◆ Things to do
1. Do these statements agree with the piece about the Chinese cemetery on Oahu? Answer yes or no for each, quoting the words from the piece that decide it: (a) This is the only Chinese cemetery on Oahu. (b) Many of the older markers in the cemetery reflect buddhist traditions. (c) The writer has long had detailed plans for a funeral.
2. Pick up the piece about the Chinese cemetery on Oahu right after its last sentence and keep writing.
======== Page extract
This is a Chinese cemetery.  One of several on Oahu, but probably the nicest.  The Chinese have a knack for snapping up all the best real estate on the island.  Ask anyone and they will likely confirm this to you.  And no doubt the misty mountains reminded the Chinese who claimed this place of their other misty mountains across the sea.  Made legend by poets and painters.

It is not necessarily buddhist, but many of the older markers here reflect buddhist traditions, which many of the first immigrants, like my grandmother, practiced.  Hawaii still has many beautiful buddhist temples both Chinese and Japanese which were beautifully constructed and are well maintained.  Despite competition and pressure from numerous energetically proselytizing Christian sects.

We all must die.  We all must end up somewhere.  Some of us have elaborate plans for ourselves that involve ceremony, scripted tributes, special music, drink.  This is something I have thought NOTHING about.  For better or worse.  Until I came here in adulthood.  And thought:  Where better?  My previous choices are proving pretty much non-viable.  Kew Gardens is cluttered up with benches now, and besides they wouldn't have me.  I've moved from the house where my two other cats are buried, no chance of getting back in there.  Much less in the back garden.  I'd have to buy the house back.  And spend the rest of my death sucking in toxic clay and waiting for the Hudson River to reclaim me.
================
======== Data to examine
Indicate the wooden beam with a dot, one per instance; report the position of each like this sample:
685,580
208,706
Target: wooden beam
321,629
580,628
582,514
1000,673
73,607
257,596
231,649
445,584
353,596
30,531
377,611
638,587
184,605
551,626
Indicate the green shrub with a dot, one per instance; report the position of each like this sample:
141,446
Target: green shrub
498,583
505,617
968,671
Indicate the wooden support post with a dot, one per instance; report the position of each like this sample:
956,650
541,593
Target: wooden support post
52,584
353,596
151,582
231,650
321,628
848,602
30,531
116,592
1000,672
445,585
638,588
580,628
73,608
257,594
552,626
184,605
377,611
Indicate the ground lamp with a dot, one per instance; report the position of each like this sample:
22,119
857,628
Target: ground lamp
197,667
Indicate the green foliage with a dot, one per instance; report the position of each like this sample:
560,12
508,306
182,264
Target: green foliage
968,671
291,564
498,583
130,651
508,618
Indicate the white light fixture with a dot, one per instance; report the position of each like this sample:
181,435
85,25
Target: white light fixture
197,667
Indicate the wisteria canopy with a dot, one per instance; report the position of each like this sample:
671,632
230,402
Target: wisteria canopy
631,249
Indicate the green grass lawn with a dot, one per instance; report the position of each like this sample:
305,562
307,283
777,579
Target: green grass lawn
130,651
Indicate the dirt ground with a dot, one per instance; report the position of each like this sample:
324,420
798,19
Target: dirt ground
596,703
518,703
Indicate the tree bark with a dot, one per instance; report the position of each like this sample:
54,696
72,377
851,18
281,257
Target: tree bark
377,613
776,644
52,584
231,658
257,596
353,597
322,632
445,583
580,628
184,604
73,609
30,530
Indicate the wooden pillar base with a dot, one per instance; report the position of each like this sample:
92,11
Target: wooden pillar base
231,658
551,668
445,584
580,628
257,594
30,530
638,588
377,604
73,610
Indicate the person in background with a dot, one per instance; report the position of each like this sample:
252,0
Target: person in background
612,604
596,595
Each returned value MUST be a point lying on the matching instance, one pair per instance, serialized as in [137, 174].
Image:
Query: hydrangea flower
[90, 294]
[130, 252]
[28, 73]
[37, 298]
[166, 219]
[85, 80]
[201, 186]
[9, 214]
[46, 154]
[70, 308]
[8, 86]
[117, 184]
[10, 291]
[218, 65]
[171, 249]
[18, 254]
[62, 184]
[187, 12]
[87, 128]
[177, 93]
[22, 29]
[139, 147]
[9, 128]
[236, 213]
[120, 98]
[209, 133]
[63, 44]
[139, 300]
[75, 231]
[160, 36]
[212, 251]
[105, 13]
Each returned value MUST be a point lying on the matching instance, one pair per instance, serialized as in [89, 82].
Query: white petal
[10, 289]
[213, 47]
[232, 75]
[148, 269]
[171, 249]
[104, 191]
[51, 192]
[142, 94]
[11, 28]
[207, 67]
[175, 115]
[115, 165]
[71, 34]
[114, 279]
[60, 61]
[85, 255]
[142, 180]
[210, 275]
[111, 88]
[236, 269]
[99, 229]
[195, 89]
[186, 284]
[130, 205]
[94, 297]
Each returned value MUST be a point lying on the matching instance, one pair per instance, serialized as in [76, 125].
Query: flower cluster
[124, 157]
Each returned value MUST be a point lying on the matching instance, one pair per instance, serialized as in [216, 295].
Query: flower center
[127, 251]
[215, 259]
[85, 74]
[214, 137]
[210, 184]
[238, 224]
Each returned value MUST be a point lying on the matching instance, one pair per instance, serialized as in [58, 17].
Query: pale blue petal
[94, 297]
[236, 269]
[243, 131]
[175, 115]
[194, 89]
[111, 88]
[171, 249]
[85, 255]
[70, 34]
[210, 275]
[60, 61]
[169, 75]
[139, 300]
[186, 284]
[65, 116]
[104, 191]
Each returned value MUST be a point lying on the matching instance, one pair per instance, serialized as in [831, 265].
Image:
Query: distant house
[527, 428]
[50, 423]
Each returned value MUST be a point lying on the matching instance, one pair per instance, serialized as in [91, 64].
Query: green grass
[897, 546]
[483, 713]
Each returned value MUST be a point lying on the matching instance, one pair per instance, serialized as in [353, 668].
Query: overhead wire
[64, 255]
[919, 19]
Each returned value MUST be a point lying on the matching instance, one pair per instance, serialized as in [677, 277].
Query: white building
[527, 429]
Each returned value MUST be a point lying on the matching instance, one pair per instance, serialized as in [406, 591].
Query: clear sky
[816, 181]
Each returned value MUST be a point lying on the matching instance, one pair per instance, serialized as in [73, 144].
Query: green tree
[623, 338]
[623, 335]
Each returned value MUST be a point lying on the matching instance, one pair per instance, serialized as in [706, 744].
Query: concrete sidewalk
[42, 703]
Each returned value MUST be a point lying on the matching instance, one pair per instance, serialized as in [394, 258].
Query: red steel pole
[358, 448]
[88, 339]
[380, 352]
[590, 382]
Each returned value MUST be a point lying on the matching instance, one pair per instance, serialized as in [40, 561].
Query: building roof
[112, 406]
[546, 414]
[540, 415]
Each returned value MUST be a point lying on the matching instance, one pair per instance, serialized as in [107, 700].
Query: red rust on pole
================
◆ Answer list
1.
(a) No: "One of several on Oahu, but probably the nicest."
(b) Yes: "many of the older markers here reflect buddhist traditions"
(c) No: "This is something I have thought NOTHING about."

2.
Cremation and scattered ashes always seems like such a good idea, but ask someone who's done the scattering.  It's always windy and the ashes blow in your face and get all over your clothes.  Besides which, how can you TELL that those little handfuls of gravel are actually YOUR LOVED ONE and NOT.......someone ELSE'S!  (Is there a DNA test available for this kind of thing?)  Would I - Would YOU?  Want to end up in Georgia or Wyoming or Timbuktu if your ashes got co-mingled with someone else's.  Despite your specific instructions and everyone else's best efforts?

No this place would suit me just fine.  I would lie peacefully listening for the gentle winds to sweep down the mountains.  People might bring picnics of noodles and beer (well sort of like in the old days) when they come bringing floral tributes to their ancestors.  And share them on top of me.

Someone could plant red ginger alongside my stone to ensure that my death is as colorful as my life has been.

After awhile noone would come at all but that would be fine too.  I would be happy just to lie and listen to the whispering ghosts of old Chinese people and Hawaiian warriors talk-storying  and scolding. And laughing lightly at their own jokes.  I might actually finally pick up some Chinese.

The Chinese have an expression for this (what they see as) eventuality:  "the falling leaves always return to their roots".

 With views like these, why forever NOT?  I just have to change my name to Lau.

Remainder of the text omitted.